- [Text extract]:
%%

A good example of this is washingtonpost.com's Faces of the Fallen site, which lists all known U.S. service members who have died in Iraq and Afghanistan. That information is collected by the Post's fantastic newsroom research team, not by automated scripts. The "journalism via computer programming" in this case is in the setup of the website itself: Once our researchers collect and verify information, it gets displayed on the website and is made browsable and searchable by a variety of different parameters such as age, home town and military branch. That -- the display -- is the part that's automated.
OJR: What is the value to a journalist in understanding programming, or even learning how to do it?
Holovaty: The main value in understanding programming is the advantage of knowing what's possible, in terms of both data analysis and data presentation. It helps one think of journalism beyond the plain (and kind of boring) format of the news story.
Programming comes in handy in all sorts of other areas, too, including gathering information. Now that quite a few governments and organizations are publishing data on their own websites, it's a valuable skill to be able to automate the retrieval of that data and compile it into a format that makes it easy to research and aggregate.
OJR: What should journalism schools be doing to prepare future journalists to work in a mash-up publishing universe?
Holovaty: J-schools need to get way more technical. A graduate of a journalism school should be a master of collecting data -- whether the old-fashioned way (by talking to humans) or through automated means.
The closest thing journalism schools currently have (to my knowledge) is computer-assisted reporting classes. Those classes should be required, in my opinion, and even better would be for j-schools to partner with computer-science departments so that journalism students would get some experience coding.
OJR: What types of information are newsrooms collecting right now, but most under-utilizing on their websites?
Holovaty: Much of the information that journalists collect, day to day, is structured. Information such as crime reports, obituaries and event listings always follow a certain pattern, which can be richly exploited by databases.
The majority of newspapers takes the time to *collect* this information -- which is the hard part -- but they dramatically reduce its value by NOT storing it in structured formats. Instead, they distill it into big blobs of text for publication in their print editions, and then they shovel those big blobs of text onto their websites. At this point, all structure is lost: Crime reports can't be sorted or searched intelligently, and event listings can't be viewed in any sort of user-friendly way.
The very act of distilling information into a news story -- which is essentially a big blob of text -- removes any sort of structure. Information is exponentially more valuable if it's structured.
So I urge news companies to retain as much structure in their information as possible. These days, it's easier and cheaper than ever to set up a database server. Just do it.
A few specific examples? Any sorts of public records are structured, really. Crime reports are an obvious one. Fire-station reports, local school data, transportation data. There's a ton of this stuff.
Beyond the obvious examples, journalists should step back and consider more abstract concepts in terms of structured information. For example, just a couple of weeks ago at washingtonpost.com we databased the "key races" across the country in the 2006 elections, as determined by our editors:
http://projects.washingtonpost.com/elections/keyraces/ . Each race has a name, a state/district, a number of candidates -- it's very structured, if you think about it that way. And because we've databased it, we've automated much of the tedium of updating the site, because the site runs itself, grabbing information from our database.
This sort of automation and exploitation of structured information is where I think (and hope) journalism is going.

%%

- [Data records]:
%%

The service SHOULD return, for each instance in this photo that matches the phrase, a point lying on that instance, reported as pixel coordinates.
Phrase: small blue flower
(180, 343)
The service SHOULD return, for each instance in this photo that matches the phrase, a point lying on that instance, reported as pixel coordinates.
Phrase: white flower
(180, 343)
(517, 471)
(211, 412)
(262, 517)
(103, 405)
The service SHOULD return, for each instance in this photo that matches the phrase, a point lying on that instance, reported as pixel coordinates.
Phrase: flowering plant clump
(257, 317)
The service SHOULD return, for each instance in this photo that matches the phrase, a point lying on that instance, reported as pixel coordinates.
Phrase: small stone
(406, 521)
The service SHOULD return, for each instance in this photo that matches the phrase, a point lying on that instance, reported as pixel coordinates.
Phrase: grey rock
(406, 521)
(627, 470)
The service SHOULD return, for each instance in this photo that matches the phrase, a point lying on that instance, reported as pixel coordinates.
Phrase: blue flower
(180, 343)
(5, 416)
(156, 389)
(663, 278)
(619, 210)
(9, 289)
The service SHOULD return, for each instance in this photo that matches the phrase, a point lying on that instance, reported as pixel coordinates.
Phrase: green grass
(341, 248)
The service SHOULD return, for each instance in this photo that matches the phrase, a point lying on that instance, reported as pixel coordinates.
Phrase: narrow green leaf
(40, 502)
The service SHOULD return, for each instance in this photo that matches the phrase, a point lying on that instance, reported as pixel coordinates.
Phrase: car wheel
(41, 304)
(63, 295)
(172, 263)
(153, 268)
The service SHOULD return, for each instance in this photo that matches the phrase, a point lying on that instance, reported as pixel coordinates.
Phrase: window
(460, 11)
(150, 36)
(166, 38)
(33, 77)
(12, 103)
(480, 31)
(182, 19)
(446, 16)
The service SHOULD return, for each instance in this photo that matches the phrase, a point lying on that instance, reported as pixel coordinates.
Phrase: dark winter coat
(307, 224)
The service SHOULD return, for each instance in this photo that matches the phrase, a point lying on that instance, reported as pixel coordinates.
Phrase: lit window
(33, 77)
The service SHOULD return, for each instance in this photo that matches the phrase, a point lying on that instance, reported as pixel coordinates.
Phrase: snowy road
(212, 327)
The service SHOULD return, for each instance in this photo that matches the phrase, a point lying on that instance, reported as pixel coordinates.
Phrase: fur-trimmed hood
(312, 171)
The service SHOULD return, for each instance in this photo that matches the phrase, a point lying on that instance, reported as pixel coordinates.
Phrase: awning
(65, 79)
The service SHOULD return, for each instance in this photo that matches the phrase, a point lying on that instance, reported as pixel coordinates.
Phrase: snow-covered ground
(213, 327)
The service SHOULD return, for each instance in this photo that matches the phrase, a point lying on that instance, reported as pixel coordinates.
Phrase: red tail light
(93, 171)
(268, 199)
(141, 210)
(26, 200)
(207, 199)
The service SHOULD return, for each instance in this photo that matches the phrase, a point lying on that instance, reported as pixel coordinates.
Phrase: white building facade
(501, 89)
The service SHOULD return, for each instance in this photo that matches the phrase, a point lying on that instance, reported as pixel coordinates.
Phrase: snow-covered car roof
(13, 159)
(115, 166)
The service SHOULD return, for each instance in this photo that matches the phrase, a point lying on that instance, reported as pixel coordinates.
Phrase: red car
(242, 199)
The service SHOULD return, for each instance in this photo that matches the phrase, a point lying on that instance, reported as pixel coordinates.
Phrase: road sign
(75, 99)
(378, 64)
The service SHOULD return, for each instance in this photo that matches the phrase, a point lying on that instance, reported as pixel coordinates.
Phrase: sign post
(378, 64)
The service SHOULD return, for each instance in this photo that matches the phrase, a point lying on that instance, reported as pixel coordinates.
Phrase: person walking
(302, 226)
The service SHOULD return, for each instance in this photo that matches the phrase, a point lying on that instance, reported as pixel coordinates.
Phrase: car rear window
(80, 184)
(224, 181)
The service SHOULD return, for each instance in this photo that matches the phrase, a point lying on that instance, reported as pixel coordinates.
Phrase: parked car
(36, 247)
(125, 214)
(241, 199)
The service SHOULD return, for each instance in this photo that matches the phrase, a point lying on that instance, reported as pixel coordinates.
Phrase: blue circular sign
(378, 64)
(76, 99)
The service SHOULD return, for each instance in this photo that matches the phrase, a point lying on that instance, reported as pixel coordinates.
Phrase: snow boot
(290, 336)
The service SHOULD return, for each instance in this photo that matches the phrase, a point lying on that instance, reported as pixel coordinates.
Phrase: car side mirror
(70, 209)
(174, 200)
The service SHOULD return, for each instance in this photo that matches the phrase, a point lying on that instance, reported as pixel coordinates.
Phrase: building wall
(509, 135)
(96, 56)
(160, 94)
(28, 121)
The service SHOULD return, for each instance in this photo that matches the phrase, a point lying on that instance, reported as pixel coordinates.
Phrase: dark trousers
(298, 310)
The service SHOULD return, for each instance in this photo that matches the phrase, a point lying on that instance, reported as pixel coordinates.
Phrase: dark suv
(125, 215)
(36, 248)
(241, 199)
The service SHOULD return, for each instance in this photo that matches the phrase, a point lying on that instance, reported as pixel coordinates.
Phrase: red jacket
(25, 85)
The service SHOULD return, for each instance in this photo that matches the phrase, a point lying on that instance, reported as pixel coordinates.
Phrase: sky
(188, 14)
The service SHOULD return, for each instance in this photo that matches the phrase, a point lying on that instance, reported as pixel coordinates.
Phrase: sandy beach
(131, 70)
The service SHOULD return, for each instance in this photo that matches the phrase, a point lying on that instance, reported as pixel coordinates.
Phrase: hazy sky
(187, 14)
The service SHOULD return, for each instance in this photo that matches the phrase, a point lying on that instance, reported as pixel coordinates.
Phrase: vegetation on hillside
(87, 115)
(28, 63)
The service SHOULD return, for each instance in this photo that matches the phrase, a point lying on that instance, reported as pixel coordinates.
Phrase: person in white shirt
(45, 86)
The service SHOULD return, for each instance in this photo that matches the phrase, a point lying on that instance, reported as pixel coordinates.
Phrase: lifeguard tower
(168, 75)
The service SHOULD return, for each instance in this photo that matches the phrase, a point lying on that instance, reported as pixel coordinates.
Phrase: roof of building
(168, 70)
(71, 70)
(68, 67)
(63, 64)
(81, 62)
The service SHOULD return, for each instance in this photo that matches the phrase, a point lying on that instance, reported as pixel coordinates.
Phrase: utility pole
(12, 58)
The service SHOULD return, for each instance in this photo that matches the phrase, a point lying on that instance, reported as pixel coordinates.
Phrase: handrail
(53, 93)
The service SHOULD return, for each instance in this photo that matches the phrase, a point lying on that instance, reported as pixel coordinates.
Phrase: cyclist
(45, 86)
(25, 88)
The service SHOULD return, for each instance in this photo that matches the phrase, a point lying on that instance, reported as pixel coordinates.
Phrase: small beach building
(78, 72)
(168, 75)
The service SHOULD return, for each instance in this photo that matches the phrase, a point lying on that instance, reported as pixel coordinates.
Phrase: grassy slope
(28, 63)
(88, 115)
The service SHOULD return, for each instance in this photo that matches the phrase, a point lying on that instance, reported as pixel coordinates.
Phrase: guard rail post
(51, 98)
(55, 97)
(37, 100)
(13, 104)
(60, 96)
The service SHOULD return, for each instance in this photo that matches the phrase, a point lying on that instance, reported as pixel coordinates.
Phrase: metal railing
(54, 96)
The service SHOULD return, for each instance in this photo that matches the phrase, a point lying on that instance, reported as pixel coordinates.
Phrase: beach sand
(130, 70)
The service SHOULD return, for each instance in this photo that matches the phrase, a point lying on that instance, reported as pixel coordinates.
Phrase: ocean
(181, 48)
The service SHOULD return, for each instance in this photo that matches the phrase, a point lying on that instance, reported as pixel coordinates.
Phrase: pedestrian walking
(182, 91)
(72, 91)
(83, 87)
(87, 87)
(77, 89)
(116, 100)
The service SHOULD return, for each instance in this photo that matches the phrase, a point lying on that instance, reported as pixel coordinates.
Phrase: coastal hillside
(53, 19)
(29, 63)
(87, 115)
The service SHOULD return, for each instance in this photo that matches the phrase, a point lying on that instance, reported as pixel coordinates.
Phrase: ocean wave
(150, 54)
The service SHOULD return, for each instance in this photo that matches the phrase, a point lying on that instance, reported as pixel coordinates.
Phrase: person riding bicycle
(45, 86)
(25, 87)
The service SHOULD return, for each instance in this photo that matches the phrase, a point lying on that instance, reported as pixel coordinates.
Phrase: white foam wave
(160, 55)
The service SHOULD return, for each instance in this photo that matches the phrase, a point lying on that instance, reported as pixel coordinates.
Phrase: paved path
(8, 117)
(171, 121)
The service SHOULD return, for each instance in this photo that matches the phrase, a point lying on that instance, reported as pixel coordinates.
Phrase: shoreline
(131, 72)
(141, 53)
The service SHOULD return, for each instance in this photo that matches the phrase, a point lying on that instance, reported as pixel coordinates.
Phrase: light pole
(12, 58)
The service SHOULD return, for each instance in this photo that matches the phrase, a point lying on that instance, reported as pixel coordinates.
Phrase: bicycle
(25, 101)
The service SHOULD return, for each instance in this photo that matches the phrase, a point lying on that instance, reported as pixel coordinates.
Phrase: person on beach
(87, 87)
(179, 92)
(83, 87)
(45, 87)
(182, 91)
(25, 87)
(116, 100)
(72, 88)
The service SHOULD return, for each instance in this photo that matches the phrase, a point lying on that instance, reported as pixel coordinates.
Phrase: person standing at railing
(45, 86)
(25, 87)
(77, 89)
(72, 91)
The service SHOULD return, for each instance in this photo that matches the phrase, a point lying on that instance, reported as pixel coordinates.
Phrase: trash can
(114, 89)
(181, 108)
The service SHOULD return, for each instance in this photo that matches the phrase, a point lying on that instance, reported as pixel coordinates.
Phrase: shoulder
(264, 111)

%%

- [Problem]:
Reproduce the passage of the interview between "Programming comes in" and "mash-up publishing universe?", inclusive.

- [Result of the exercise]:
Programming comes in handy in all sorts of other areas, too, including gathering information. Now that quite a few governments and organizations are publishing data on their own websites, it's a valuable skill to be able to automate the retrieval of that data and compile it into a format that makes it easy to research and aggregate.
OJR: What should journalism schools be doing to prepare future journalists to work in a mash-up publishing universe?